Point-per-instance localization data
= = = = =
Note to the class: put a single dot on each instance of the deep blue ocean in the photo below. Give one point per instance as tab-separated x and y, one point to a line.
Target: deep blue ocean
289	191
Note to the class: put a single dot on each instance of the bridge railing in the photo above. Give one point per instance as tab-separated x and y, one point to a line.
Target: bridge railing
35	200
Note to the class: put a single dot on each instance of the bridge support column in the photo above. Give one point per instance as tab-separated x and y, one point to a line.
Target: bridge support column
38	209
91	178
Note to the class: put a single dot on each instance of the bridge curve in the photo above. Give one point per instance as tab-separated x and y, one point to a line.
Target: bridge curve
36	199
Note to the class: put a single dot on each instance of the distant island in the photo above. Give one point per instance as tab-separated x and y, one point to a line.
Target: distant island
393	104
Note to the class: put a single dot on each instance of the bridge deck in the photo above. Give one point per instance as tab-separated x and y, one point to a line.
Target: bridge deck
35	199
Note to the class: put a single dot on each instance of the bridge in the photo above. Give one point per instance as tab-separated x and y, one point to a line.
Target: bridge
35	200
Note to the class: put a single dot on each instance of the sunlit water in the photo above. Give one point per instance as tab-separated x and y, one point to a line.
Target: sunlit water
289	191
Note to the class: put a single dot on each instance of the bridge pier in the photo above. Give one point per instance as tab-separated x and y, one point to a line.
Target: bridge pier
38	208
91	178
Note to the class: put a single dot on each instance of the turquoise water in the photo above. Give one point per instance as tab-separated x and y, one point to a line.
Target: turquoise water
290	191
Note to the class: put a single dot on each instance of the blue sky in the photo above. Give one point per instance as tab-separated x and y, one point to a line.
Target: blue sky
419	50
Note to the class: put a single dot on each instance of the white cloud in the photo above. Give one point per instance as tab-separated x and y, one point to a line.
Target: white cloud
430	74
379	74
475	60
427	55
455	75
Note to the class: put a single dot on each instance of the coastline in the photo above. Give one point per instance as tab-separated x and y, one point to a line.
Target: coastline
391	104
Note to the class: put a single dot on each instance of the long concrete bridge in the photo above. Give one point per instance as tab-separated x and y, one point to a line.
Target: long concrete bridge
= = = = =
Exercise goal - The full set of records is to be written out once more, word for word.

Exercise solution -
Note to the class: put a single dot on each instance of the deep blue ocean in the photo below. Give one point per instance as tab-separated x and y, one point to a line.
Target: deep blue ocean
289	191
Note to the class: put a single dot on each instance of the bridge railing in the photo above. Give one point per instance as tab-separated x and y, one point to a line.
Target: bridge railing
35	200
Note to the class: put a single dot on each instance of the bridge support column in the photo above. Give one point per instance as tab-separated x and y, one point to a line.
Target: bridge support column
38	209
91	178
Note to the class: put a single dot on each instance of the bridge curve in the photo above. Give one point per instance as tab-separated x and y, one point to a line.
Target: bridge curve
36	199
Note to the class: put a single dot on each instance of the distant island in the photo above. Give one point per instance as tab-separated x and y, one point to a line.
Target: distant island
393	104
Note to the class: put a single dot on each instance of the bridge deck in the photo above. Give one point per instance as tab-separated x and y, one point to a line.
Target: bridge deck
35	199
Note to the class: put a single dot on each instance of the bridge in the photo above. Give one point per instance as tab-separated x and y, one point to a line.
Target: bridge
35	200
Note to the class: put a single dot on each instance of the sunlit water in the photo above. Give one point per instance as tab-separated x and y, one point to a line.
Target: sunlit water
289	191
Note to the class: put a single dot on each instance of the bridge pier in the photo above. Give one point per instance as tab-separated x and y, one point to a line.
Target: bridge pier
38	208
91	178
Note to the class: put a single dot on each instance of the turquoise water in the photo above. Give one point per instance as tab-separated x and y, one point to a line.
Target: turquoise water
290	191
Note to the class: put a single dot on each instance of the blue sky in the photo above. Give one point per instance as tab-separated x and y, one point to a line.
Target: blue sky
419	50
Note to the class: put a single dot on each instance of the white cloud in the photo above. Give one point per instance as tab-separated x and y, one point to a line.
Target: white cloud
430	74
379	74
475	60
427	55
455	75
Note to the class: put a single dot on each instance of the coastline in the photo above. Give one point per instance as tab-separated x and y, one point to a line.
Target: coastline
391	104
Note to the class: put a single dot on each instance of the long concrete bridge in the photo above. Give one point per instance as tab-separated x and y, one point to a line.
Target: long concrete bridge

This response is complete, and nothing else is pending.